-- BEGIN The input --

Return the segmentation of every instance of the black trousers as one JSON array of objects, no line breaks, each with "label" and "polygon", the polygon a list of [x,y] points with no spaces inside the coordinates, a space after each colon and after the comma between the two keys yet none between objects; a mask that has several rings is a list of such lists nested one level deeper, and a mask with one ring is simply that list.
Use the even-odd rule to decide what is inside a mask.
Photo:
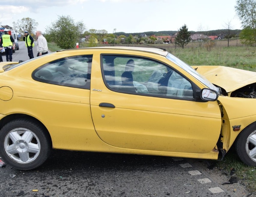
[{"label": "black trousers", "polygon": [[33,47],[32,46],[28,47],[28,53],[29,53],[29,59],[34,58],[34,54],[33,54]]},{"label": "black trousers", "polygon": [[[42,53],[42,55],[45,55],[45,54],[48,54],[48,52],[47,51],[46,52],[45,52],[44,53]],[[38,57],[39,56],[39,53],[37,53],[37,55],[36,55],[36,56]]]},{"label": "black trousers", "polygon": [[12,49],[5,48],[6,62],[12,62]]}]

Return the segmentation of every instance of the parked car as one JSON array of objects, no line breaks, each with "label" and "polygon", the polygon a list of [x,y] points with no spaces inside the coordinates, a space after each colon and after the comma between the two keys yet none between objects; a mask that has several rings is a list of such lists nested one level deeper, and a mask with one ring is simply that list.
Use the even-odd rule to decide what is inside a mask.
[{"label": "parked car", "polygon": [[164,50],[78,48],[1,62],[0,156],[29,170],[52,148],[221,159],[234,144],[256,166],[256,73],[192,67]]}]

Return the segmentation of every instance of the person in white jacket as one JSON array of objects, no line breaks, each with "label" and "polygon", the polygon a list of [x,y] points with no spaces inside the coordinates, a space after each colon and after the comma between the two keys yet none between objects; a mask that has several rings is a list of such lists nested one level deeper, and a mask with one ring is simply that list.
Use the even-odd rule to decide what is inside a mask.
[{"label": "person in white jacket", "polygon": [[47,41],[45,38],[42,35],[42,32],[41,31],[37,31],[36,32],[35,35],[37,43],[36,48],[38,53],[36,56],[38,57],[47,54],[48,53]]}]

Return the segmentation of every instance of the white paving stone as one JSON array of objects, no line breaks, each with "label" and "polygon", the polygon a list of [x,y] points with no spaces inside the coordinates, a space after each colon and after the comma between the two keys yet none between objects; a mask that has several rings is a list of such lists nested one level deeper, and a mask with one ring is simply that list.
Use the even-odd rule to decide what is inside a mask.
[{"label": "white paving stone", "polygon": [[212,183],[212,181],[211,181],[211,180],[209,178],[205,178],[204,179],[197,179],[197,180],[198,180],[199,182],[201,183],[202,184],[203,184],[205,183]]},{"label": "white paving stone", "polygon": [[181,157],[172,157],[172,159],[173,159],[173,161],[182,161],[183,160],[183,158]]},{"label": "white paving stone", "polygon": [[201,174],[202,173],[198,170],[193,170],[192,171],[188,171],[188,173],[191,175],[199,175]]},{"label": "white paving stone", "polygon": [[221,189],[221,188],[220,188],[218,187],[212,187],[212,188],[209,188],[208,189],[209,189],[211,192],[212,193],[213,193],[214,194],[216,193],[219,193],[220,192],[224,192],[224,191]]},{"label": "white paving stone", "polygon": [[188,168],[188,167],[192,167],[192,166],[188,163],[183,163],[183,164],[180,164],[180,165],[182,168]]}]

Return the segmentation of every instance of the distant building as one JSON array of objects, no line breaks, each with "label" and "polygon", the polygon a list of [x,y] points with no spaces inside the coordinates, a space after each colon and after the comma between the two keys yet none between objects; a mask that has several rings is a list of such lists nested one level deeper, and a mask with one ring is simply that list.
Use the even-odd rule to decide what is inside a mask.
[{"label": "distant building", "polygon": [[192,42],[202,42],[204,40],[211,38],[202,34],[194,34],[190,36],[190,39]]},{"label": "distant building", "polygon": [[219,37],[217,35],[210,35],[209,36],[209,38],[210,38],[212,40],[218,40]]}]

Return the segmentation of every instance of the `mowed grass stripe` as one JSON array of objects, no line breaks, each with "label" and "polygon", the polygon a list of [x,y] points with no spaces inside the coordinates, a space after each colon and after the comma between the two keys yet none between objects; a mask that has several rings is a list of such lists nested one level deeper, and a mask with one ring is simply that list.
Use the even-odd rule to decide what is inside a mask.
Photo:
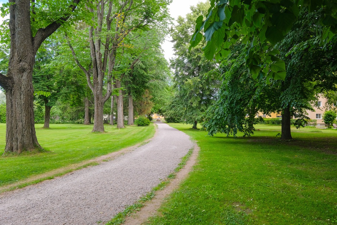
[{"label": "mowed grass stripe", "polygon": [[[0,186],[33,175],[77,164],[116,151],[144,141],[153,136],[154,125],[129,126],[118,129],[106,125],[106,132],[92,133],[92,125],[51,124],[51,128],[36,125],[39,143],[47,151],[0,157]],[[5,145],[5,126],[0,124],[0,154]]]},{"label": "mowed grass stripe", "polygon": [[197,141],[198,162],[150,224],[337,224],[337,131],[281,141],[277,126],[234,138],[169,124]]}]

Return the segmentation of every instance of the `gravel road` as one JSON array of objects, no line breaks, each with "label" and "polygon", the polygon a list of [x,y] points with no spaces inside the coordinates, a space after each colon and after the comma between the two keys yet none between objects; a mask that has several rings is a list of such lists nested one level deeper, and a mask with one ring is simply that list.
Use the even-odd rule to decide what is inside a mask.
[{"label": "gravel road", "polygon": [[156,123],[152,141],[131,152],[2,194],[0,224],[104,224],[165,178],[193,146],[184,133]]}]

-- END The input --
-- BEGIN The input --

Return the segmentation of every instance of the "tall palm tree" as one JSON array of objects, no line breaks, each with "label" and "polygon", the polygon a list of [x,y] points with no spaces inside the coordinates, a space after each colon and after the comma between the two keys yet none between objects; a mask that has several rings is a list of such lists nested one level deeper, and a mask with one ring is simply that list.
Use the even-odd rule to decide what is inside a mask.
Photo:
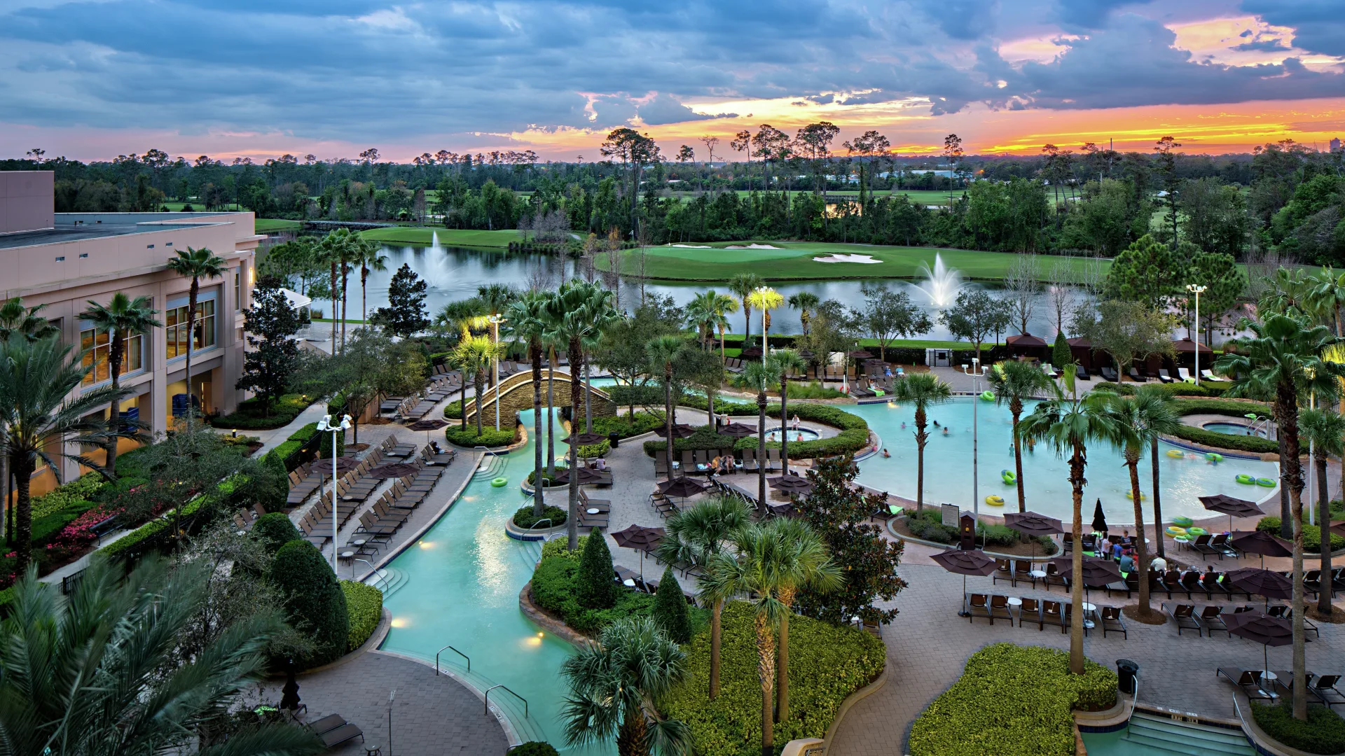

-- END The input --

Pull out each line of the material above that contains the string "stripe", treating uppercase and lowercase as different.

### Task answer
Return the segmentation of every instance of the `mowed grass stripe` as one JSON array of objects, no line breaks, each with "label" and "polygon", the polygon a list of [x,y] points with no spaces inside the coordinates, a space after each colon and after the comma between the two keys yet none between objects; a mask that has several rings is a list of such lists nested one level deeper, and a mask with one ring is simply that list.
[{"label": "mowed grass stripe", "polygon": [[[0,186],[33,175],[77,164],[116,151],[144,141],[153,136],[154,125],[129,126],[118,129],[106,125],[106,132],[92,133],[92,125],[51,124],[51,128],[36,125],[39,143],[47,151],[0,157]],[[5,145],[5,126],[0,124],[0,154]]]},{"label": "mowed grass stripe", "polygon": [[197,141],[198,162],[150,224],[337,224],[337,131],[281,141],[277,126],[234,138],[169,124]]}]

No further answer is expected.